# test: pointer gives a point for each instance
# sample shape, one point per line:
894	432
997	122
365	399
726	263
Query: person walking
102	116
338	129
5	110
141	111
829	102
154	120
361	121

** PROBLEM **
Copy out the entire listing word for word. Keep every line as it is.

** SOLVED EXERCISE **
# test: pointer gives a point for each instance
# sample shape, one point per line:
894	432
997	122
365	399
726	263
Query: person walking
102	116
338	129
5	110
141	111
829	102
154	120
361	121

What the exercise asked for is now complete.